[[ WORKING DATA open ]]

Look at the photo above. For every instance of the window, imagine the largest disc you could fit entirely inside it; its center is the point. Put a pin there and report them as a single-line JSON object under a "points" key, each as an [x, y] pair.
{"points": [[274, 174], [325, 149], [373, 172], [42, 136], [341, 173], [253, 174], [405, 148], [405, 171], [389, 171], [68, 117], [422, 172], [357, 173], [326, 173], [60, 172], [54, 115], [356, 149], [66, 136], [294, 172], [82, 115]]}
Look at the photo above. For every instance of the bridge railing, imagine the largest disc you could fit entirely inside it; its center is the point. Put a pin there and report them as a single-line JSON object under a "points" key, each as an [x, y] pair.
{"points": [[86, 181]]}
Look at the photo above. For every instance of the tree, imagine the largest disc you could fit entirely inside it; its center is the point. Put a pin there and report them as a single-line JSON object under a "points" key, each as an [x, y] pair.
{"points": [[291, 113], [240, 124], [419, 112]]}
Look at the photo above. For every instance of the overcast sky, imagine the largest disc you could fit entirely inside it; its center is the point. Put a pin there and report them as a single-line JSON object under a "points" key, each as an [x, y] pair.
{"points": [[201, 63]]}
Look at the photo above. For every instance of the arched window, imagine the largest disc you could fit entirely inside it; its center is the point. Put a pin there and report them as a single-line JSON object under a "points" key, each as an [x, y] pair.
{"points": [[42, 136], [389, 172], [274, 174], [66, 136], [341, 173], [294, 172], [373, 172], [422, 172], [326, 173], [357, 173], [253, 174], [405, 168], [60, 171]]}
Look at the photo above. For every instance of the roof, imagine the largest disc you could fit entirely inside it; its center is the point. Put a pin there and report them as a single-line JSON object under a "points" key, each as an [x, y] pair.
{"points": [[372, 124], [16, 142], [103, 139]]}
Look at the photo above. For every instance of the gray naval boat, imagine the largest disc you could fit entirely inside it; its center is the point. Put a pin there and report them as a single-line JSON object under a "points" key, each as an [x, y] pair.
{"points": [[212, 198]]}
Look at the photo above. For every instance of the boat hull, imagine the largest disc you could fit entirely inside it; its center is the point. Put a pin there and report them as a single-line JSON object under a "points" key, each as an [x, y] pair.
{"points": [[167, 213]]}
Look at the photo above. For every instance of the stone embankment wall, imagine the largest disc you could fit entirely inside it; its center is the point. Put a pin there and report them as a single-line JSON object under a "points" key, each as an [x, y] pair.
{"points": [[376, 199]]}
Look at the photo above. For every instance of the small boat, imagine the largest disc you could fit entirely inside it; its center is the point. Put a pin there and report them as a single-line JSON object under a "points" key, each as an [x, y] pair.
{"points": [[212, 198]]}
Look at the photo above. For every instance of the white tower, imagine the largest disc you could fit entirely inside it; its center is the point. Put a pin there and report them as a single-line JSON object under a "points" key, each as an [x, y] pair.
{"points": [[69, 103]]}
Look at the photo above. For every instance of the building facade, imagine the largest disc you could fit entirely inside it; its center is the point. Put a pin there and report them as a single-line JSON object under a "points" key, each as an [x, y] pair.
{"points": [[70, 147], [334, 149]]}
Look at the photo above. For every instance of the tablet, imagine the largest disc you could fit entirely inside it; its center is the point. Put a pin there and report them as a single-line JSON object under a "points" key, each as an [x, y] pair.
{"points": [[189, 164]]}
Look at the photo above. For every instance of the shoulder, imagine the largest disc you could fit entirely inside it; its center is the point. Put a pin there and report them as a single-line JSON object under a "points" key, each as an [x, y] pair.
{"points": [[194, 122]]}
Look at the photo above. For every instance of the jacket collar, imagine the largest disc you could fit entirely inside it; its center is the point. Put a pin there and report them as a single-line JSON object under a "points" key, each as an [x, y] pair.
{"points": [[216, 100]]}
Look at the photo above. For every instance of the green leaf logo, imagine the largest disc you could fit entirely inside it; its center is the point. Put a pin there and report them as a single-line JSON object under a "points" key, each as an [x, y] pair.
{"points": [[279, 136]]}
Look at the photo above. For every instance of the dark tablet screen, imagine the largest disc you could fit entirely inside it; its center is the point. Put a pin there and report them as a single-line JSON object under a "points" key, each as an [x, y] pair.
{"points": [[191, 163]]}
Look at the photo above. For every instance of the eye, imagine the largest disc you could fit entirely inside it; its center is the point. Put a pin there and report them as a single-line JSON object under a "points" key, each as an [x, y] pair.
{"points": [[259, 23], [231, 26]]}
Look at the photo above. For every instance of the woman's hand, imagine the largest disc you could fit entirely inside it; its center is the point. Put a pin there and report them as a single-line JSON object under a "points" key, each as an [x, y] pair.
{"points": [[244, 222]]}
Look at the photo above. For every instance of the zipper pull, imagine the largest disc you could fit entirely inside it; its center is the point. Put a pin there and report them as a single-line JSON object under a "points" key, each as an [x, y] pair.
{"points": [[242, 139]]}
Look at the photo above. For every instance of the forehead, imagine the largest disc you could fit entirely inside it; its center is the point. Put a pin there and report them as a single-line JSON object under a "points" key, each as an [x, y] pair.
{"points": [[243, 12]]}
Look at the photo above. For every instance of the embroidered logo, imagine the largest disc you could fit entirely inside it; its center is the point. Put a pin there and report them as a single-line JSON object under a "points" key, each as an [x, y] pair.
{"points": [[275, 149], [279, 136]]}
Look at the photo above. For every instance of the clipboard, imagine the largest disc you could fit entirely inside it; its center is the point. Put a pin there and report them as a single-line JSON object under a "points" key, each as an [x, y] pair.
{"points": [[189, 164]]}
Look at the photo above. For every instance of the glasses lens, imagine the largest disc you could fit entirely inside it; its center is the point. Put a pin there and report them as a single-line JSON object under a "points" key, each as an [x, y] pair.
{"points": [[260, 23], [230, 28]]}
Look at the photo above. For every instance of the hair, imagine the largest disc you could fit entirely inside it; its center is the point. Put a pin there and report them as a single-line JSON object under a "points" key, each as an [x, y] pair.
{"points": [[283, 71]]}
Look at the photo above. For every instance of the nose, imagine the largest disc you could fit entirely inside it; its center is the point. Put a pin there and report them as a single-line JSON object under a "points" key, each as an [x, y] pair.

[[ WORKING DATA closed ]]

[TO DO] All of the material should be duplicated exactly.

[SOLUTION]
Look at the photo above. For every instance of the window, imagine the largest disc you could fit entirely inside it; its center is the point. Put a pin there and report them as a single-line JSON object under a "points" key, each as an [x, y] pair.
{"points": [[274, 174], [325, 149], [373, 172], [42, 136], [341, 173], [253, 174], [405, 148], [405, 171], [389, 171], [68, 117], [422, 172], [357, 173], [326, 173], [60, 172], [54, 115], [356, 149], [66, 136], [294, 172], [82, 115]]}
Look at the photo above. For every instance of the bridge railing, imagine the largest disc you could fit entirely inside it; its center is the point. Put a pin there and report them as a single-line JSON object under a "points" key, each as an [x, y] pair.
{"points": [[86, 181]]}
Look at the photo above. For every instance of the tree, imagine the largest disc you could fit entirely inside it; its center is the point. Put a pin there and report them as a single-line JSON object under a "points" key, each as an [x, y] pair.
{"points": [[291, 113], [240, 124], [419, 112]]}
Look at the photo above. For every instance of the overcast sky, imagine the largest disc you could fit entirely inside it; its center is the point. Put a pin there and report them as a single-line JSON object under a "points" key, each as an [x, y] pair.
{"points": [[201, 63]]}
Look at the photo above. For every instance of the arched window, imagine the largest disc you could fit entirely inside it; its center is the point. Put a pin there and report them as a single-line JSON object under a "points" key, each as an [x, y] pair.
{"points": [[42, 136], [389, 172], [274, 174], [66, 136], [341, 173], [294, 172], [373, 172], [422, 172], [326, 173], [357, 173], [253, 174], [405, 168], [60, 171]]}
Look at the photo above. For every instance of the roof, imagine the largest disc you could fit entirely inside it; its center is the point. Put a pin there and report them as a single-line JSON object under a "points" key, each as an [x, y] pair.
{"points": [[372, 124], [16, 142], [103, 139]]}
Look at the photo above. For every instance of the gray naval boat, imagine the largest disc you could fit entirely inside it; its center is the point. Put a pin there and report them as a single-line JSON object under a "points" key, each as an [x, y] pair.
{"points": [[212, 198]]}
Look at the photo above. For every instance of the boat hull, imagine the largest disc you could fit entirely inside it; its center is the point. Put a pin there and report them as a single-line JSON object under a "points" key, each as an [x, y] pair.
{"points": [[167, 213]]}
Look at the photo above. For every instance of the stone embankment wall, imagine the largest disc you could fit entirely inside it; its center is the point. Put a pin there and report them as a single-line JSON object under a "points" key, each as an [x, y] pair.
{"points": [[376, 199]]}
Look at the photo above. For every instance of the small boat, imagine the largest disc you could fit entirely inside it; its center is the point. Put a pin there and report them as a single-line JSON object under a "points" key, each as an [x, y] pair.
{"points": [[212, 198]]}
Look at the photo above. For every instance of the white tower, imagine the largest disc you could fit entirely inside it; its center is the point. Put a pin there and report them as a single-line JSON object under a "points" key, each as an [x, y] pair.
{"points": [[69, 103]]}
Look at the photo above. For every instance of the building facade, imagine the largest disc you could fit entirely inside it; its center is the point. Put a pin there and report them as a single-line JSON object under a "points" key, each as an [x, y] pair.
{"points": [[70, 147], [334, 149]]}
Look at the photo above. For every instance of the tablet, imagine the largest disc you could fit entirely inside it; its center is the point. Put a pin there and report them as a single-line JSON object under a "points" key, each as an [x, y] pair.
{"points": [[189, 164]]}
Look at the photo above. For every instance of the shoulder, imagine the largest disc you could fit entirely inside it; its center is the point. Put a pin there and report them as a single-line JSON object under a "points" key, each as an [x, y] pair.
{"points": [[194, 122]]}
Look at the photo above. For every instance of the jacket collar, imagine the largest disc you could fit entirely inside it; its center is the point. Put a pin there and report them as a single-line JSON object under a "points" key, each as an [x, y] pair.
{"points": [[216, 100]]}
Look at the photo above. For every instance of the green leaf logo, imagine the largest disc you could fit entirely inside it; its center is the point. Put a pin there and report them as a single-line JSON object under a "points" key, each as an [x, y] pair.
{"points": [[279, 136]]}
Look at the photo above. For every instance of the dark tablet screen, imagine the largest disc you could fit entirely inside it; its center is the point. Put a pin there and report them as a single-line JSON object under a "points" key, each as an [x, y] pair.
{"points": [[191, 163]]}
Look at the photo above. For every instance of the eye, imagine the largest disc you could fit entirely inside it; its center is the point. Put a pin there and report them as a single-line JSON object under a "points" key, each as an [x, y] pair.
{"points": [[259, 23], [231, 26]]}
Look at the photo above. For every instance of the woman's hand, imagine the largest disc you could fit entirely inside it; its center is the point. Put a pin there and report them as a single-line JSON object under a "points" key, each as an [x, y] pair.
{"points": [[244, 222]]}
Look at the photo above. For every instance of the zipper pull, imagine the largest disc you could fit entirely inside it; its center is the point. Put a pin there and report them as a single-line JSON object under a "points" key, each as an [x, y] pair.
{"points": [[242, 139]]}
Look at the photo above. For every instance of the forehead, imagine the largest disc you could fit entirely inside it; its center is the point. Put a pin there and report them as a single-line JSON object under a "points" key, each as an [x, y] pair.
{"points": [[243, 12]]}
Look at the photo above. For every instance of the embroidered logo, imagine the largest disc you could fit entirely inside it; its center is the point. Put a pin there and report them as a single-line JSON object under a "points" key, each as an [x, y] pair.
{"points": [[275, 149], [279, 136]]}
Look at the photo above. For every instance of the clipboard, imagine the largest disc you could fit entirely inside it; its center is the point. Put a pin there and report them as a single-line JSON object under a "points" key, each as an [x, y] pair.
{"points": [[189, 164]]}
Look at the photo above. For every instance of the glasses lens, imagine the largest disc you could fit entirely inside it; its center is the point. Put a pin there and report them as a single-line JSON object under a "points" key, each as an [x, y] pair.
{"points": [[260, 23], [230, 28]]}
Look at the photo above. For every instance of the hair, imagine the largest disc you could fit entirely inside it; its center is the point. Put a pin there and report them as a single-line JSON object under a "points" key, each as an [x, y] pair.
{"points": [[283, 71]]}
Look at the photo above. For every instance of the nose, imagine the largest disc you could fit entirely inside it; its center is the point. Put a pin there and report them as a single-line JSON object under a "points" key, each as an [x, y] pair.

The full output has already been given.